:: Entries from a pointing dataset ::
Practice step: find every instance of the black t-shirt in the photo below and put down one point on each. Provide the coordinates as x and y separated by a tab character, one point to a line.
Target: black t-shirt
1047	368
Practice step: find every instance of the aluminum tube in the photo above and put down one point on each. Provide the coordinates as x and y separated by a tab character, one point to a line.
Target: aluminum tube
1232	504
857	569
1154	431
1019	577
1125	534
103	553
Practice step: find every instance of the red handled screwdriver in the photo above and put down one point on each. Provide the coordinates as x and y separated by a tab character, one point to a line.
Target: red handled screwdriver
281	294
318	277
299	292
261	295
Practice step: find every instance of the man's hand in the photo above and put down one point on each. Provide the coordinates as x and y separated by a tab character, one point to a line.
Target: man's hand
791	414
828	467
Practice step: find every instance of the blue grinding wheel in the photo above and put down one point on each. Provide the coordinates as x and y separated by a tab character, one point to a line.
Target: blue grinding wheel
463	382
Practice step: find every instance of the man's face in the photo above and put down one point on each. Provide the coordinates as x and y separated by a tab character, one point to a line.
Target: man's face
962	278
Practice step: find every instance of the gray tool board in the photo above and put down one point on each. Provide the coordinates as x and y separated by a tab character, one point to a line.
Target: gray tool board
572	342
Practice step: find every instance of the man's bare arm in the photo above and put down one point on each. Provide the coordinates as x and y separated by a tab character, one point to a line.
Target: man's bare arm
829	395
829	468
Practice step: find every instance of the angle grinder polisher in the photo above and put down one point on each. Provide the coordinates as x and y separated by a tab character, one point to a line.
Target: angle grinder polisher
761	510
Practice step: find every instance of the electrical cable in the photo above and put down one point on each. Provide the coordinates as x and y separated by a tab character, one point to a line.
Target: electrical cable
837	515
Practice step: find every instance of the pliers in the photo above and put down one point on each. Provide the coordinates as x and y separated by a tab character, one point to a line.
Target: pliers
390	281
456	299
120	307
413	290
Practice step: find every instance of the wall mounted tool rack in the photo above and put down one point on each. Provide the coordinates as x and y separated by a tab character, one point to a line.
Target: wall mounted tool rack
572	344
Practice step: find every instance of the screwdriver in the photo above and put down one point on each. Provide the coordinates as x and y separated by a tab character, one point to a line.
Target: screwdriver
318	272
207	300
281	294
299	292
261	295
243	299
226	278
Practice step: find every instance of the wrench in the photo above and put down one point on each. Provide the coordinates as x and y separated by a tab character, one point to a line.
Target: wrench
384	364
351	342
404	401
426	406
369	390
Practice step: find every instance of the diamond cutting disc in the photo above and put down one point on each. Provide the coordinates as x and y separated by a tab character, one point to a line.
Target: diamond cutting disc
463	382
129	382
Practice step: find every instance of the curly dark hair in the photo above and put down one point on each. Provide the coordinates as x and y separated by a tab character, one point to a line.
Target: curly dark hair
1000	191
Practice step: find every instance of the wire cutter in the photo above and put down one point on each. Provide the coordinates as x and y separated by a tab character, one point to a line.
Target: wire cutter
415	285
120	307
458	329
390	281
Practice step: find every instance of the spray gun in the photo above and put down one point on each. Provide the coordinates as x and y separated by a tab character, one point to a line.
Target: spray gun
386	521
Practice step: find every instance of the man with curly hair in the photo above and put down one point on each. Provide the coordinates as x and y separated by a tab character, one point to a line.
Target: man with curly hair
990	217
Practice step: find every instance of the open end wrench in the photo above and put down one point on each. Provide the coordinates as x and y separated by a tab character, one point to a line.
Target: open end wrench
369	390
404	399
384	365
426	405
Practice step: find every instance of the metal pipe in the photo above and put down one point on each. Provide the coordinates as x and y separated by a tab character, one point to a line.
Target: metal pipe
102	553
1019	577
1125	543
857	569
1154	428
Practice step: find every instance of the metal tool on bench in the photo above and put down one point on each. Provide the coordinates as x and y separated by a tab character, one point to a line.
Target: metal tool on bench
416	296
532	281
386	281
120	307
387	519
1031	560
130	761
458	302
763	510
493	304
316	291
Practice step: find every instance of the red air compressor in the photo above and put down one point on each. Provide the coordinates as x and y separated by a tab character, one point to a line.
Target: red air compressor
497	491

:: Directions ::
Write out the records above again, keeping each one identical to the original.

:: The completed task ::
Practice step: find every instance of the black t-shirt in the photo below and put down one point on each. Provide the coordinates as x and y separated by a tab character, one point to a line.
Target: black t-shirt
1047	368
Practice step: find every instance of the aluminum tube in the photo above and put down one point on each. Provide the coordinates as x and y separated by a tab character, one point to a line.
Target: aluminum tube
1232	504
857	569
1154	431
1019	577
1125	534
103	553
Practice step: find every instance of the red handled screwdriver in the photo above and put down one point on each. Provide the coordinates as x and y separated by a tab character, one point to a line.
Target: red handled screwdriver
281	294
318	277
299	292
261	295
Practice step: find every instance of the man's hand in the photo above and put down one point on each. Provide the coordinates as x and y separated by a tab character, one point to a line.
Target: man's hand
791	414
828	467
Practice step: find every instance of the blue grinding wheel in the photo above and put down one point on each. Provide the coordinates as x and y separated by a tab character, one point to a line.
Target: blue grinding wheel
463	382
Practice step: find every instance of the man's face in the photo above and put down one point on each. Provide the coordinates as x and y separated by a tab character, one point to a line.
Target: man's face
962	278
Practice step: find every instance of the gray tool board in the photo above and put down one point on each. Provide the coordinates as x and y separated by a tab character, one point to a line.
Target: gray tool board
572	342
Practice step: find every instance of the man's bare arm in the photo above and put down one point on each. Provide the coordinates as x and y separated by a tab character, one point to a line.
Target: man's bare arm
829	395
829	468
Practice step: find every instance of the angle grinder polisher in the photo above and put down one point on each. Provide the coordinates as x and y separated by a tab character, one point to a line.
Target: angle grinder polisher
761	510
Practice step: find every instance of the electrical cable in the photo above and put down one point on each. Provide the coordinates as x and y separated by a tab character, one point to a line.
Target: electrical cable
837	515
Practice step: find every instance of the pliers in the photo above and put down one point on each. Provide the coordinates as x and y separated by a tab character, one point to a line.
Target: pliers
390	281
456	299
120	307
413	290
Practice step: find every instance of the wall mounted tool rack in the photo above and put down one point on each. Provide the coordinates as x and y separated by a tab character, one point to a line.
Target: wall mounted tool rack
572	344
Practice step: find every instance of the screwdriver in the photo above and put down one point on each. Provide the coordinates as x and y separated by a tab character, one point to a line.
Target: screwdriver
318	272
207	300
281	294
299	292
261	295
243	299
226	278
Practice step: find every instance of the wrench in the photo above and put down one point on each. Provide the coordinates as x and y separated by a tab character, one point to a line.
Target: wrench
384	364
351	342
404	401
426	406
369	390
Practice step: find every instance of the diamond cutting disc in the photo above and put down one point on each. Provide the coordinates as x and y separated by a tab character, one point to a line.
Target: diamond cutting disc
463	382
129	382
Practice step: find every instance of the curly dark hair in the photo above and put down one point on each. Provide the coordinates as x and y separated by a tab character, one point to a line.
Target: curly dark hair
1000	191
Practice step: find every instance of the wire cutter in the photo above and put down one point on each. Provide the coordinates as x and y separated by a tab character, one point to a line.
Target: wire cutter
415	285
120	307
458	329
390	281
Practice step: find every instance of the spray gun in the photo above and put down one point on each. Provide the coordinates as x and y separated by a tab character, one point to a line.
Target: spray gun
386	521
Practice step: find every instance of the man with curly hair in the photo above and put down one point on each. Provide the coordinates as x and y separated by a tab character, one point to a line.
Target: man with curly hair
990	217
Practice step: find every instance of the open end wrench in the photo above and put down one point on each. Provide the coordinates as x and y separated by a tab character, one point to a line.
Target: open end wrench
369	390
404	399
384	365
426	405
Practice step: find every instance of the metal pipe in the photo above and put down one point on each. Provide the coordinates as x and y separated by a tab character, one point to a line.
Target: metal pipe
102	553
1019	577
1125	543
857	569
1154	428
Practice step: find every instance of the metal tool on bench in the photo above and put down one point on each. Provide the coordinates as x and y separated by a tab character, one point to a line.
Target: metal tool on bench
416	296
532	281
386	281
120	307
387	519
1031	560
130	761
458	302
763	510
493	304
316	291
Practice step: find every instance of the red air compressor in the photo above and put down one point on each. Provide the coordinates as x and y separated by a tab character, one point to a line.
Target: red air compressor
497	491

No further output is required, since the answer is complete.